━━━ Brano fornito ━━━
Finanziare a debito un taglio permanente delle tasse è un rischio, soprattutto in un contesto internazionale così complicato. Inoltre, con una sterlina debole le importazioni diventeranno relativamente più costose, soprattutto quelle di energia che si pagano in dollari. Di conseguenza l’inflazione, che ad agosto ha già toccato l’8,6 per cento, potrebbe aumentare ulteriormente, riducendo ancora il potere d’acquisto delle famiglie e delle imprese.
Il pacchetto presentato venerdì è stato molto criticato anche perché concentra gran parte delle risorse per ridurre le tasse ai contribuenti più ricchi, proprio nel momento in cui sono le fasce più povere della popolazione a dover affrontare l’aumento dei prezzi e i rincari dell’energia.
I cittadini inglesi a reddito medio e basso potranno beneficiare ben poco dall’impatto complessivo di tutte le politiche fiscali e previdenziali annunciate. Secondo il centro studi Resolution Foundation, i contribuenti con un reddito da 200 mila sterline all’anno (circa 220 mila euro) avranno un beneficio fiscale di 5.220 sterline (quasi 6 mila euro), che sale a oltre 55 mila (oltre 61 mila euro) per quelli che guadagnano 1 milione di sterline. Quelli invece con un reddito pari a 20 mila sterline (circa 22 mila euro) avranno un risparmio di solo 157 sterline (175 euro). Gli abitanti di Londra o delle regioni meridionali, quelle tradizionalmente più benestanti, guadagneranno in media tre volte in più rispetto a chi vive nel nord-est, nello Yorkshire o in Galles.
━━━ Dati forniti ━━━
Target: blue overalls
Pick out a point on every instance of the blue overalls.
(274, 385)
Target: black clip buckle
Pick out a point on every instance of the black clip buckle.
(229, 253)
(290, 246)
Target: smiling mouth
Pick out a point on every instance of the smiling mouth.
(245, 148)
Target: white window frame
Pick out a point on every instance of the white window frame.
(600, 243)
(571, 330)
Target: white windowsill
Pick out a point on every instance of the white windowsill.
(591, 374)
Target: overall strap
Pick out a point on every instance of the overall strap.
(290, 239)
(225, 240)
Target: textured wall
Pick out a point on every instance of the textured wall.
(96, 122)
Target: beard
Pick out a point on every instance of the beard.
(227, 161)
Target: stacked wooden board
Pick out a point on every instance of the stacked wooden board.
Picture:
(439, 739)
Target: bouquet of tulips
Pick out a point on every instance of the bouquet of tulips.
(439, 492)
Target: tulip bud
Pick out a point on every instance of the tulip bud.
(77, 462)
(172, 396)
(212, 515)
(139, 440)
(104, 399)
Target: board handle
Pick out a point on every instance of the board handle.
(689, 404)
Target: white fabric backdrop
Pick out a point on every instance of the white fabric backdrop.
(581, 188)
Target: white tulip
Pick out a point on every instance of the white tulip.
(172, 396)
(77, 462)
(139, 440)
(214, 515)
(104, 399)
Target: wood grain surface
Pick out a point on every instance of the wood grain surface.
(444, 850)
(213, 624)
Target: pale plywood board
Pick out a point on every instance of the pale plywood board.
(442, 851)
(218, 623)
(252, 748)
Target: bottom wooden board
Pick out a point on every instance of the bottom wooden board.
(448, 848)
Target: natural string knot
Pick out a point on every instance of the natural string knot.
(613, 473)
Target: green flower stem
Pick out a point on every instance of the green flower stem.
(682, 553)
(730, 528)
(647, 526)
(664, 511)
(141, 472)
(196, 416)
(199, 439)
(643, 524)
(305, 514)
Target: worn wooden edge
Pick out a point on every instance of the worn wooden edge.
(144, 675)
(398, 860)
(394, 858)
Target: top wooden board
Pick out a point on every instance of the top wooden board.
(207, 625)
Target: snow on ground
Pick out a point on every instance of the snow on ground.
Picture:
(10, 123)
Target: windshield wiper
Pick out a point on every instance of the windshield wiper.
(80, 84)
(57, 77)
━━━
▸ **Istruzioni**
1. Citate dal brano sul pacchetto fiscale tutto il testo che va da "Finanziare a debito" giù fino a "e delle imprese.", senza cambiare nulla.
2. Rispondete in breve a queste domande sul brano sul pacchetto fiscale:
(a) Quale livello aveva già toccato l'inflazione ad agosto?
(b) Quale centro studi ha calcolato i benefici fiscali per fascia di reddito?
(c) Quanto risparmierà chi ha un reddito di 20 mila sterline?

▸ **Soluzioni**
1.
Finanziare a debito un taglio permanente delle tasse è un rischio, soprattutto in un contesto internazionale così complicato. Inoltre, con una sterlina debole le importazioni diventeranno relativamente più costose, soprattutto quelle di energia che si pagano in dollari. Di conseguenza l’inflazione, che ad agosto ha già toccato l’8,6 per cento, potrebbe aumentare ulteriormente, riducendo ancora il potere d’acquisto delle famiglie e delle imprese.

2.
(a) L'8,6 per cento.
(b) La Resolution Foundation.
(c) Solo 157 sterline (175 euro).